* _Text block_:
□ □ □ □ □
Infection prevention and control (IPAC) is a critically important part of safe patient care. In recent years, concerns about the possible spread of blood-borne diseases, and the impact of emerging, highly contagious respiratory and other illnesses have grown. Dentists and other health care workers have a clear responsibility to establish, evaluate, continually update and monitor their IPAC strategies and protocols.
Dentists must follow the College's IPAC Standard and public health guidelines as well as the recommendations of manufacturers of sterilization and other dental office equipment to ensure patient safety at all times. We have also put together a list of frequently asked questions in this area and a self-audit checklist dentists can use as a companion to the IPAC Standard.
Here are additional resources that may be helpful.
- Sample office policy manual
- How to use chemical indicators, biological indicators, and process challenge devices to monitor sterilization
- Potential causes of a positive biological indicator
- Steps to investigate a positive biological indicator
- IPAC Self-Audit Checklist
The RCDSO is only one component of a larger system in Ontario to protect the health and well-being of patients. Public Health Ontario (PHO) provides the scientific evidence and expert guidance that shapes policies and practices for a healthier Ontario. The Ontario Ministry of Health and Long-Term Care (MOHLTC) has separate authority and legislation independent of the RCDSO and sets standards to be applied by local public health units. Those public health units have their own legislative mandate, expertise and role in their communities.
The RCDSO has worked with all of these partners to ensure our IPAC Standard aligns with PHO, the Public Health Agency of Canada and the PIDAC. We continue to collaborate with PHO and the MOHLTC to ensure that our standards, advice to members and the public are coherent and consistent with their guidelines and checklists for dental practices.
□ □ □ □ □
* _Data_:
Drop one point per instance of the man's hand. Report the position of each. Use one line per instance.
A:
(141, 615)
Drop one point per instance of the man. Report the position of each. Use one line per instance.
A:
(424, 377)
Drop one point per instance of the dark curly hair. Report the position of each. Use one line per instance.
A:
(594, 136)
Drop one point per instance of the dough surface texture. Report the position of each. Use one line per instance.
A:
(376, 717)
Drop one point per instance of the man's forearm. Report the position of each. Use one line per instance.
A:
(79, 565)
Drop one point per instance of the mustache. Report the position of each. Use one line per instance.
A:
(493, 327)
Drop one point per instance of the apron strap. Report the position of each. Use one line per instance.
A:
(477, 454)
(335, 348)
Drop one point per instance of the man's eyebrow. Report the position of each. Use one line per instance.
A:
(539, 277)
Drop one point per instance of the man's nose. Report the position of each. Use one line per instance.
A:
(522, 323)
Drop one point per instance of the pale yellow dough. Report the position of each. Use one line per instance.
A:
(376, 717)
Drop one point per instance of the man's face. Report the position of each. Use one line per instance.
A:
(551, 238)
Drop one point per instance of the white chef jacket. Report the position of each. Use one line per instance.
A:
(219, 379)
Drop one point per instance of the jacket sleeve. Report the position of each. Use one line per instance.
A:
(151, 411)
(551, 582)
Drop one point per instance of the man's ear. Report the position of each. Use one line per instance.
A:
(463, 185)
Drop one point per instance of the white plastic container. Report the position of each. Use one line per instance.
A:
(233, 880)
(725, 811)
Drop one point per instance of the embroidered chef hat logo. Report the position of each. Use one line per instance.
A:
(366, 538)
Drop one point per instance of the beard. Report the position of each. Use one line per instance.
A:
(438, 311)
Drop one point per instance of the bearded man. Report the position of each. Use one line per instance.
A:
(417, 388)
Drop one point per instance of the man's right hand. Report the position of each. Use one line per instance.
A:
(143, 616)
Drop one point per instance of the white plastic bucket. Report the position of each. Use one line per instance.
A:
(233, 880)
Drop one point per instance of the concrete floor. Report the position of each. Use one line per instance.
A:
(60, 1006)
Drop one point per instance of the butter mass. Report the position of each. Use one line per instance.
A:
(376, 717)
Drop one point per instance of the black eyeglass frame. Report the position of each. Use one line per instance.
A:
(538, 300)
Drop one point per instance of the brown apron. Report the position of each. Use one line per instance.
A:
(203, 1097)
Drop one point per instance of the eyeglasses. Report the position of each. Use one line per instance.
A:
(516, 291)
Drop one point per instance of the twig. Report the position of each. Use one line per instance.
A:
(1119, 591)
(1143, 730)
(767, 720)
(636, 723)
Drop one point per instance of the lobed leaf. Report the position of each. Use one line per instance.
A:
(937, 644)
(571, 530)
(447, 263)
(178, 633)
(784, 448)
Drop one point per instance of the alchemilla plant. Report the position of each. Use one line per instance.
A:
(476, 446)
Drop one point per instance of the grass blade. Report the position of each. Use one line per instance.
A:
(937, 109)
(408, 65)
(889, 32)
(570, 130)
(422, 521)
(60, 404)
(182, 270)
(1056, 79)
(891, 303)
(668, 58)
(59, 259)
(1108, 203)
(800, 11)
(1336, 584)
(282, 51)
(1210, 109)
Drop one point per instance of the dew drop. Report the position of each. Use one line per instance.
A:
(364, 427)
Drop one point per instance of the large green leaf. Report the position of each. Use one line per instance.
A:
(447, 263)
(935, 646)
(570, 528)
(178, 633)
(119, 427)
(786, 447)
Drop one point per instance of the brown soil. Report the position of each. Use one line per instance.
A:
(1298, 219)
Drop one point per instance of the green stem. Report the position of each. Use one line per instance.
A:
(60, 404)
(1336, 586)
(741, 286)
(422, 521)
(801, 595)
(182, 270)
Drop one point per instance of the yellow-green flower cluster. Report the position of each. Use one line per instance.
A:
□ □ □ □ □
* _Assignment_: Print the part of the infection prevention and control text above that starts at the words "The RCDSO has" and stops after the words "for dental practices.". Copy it word for word.

* _Response for this exercise_:
The RCDSO has worked with all of these partners to ensure our IPAC Standard aligns with PHO, the Public Health Agency of Canada and the PIDAC. We continue to collaborate with PHO and the MOHLTC to ensure that our standards, advice to members and the public are coherent and consistent with their guidelines and checklists for dental practices.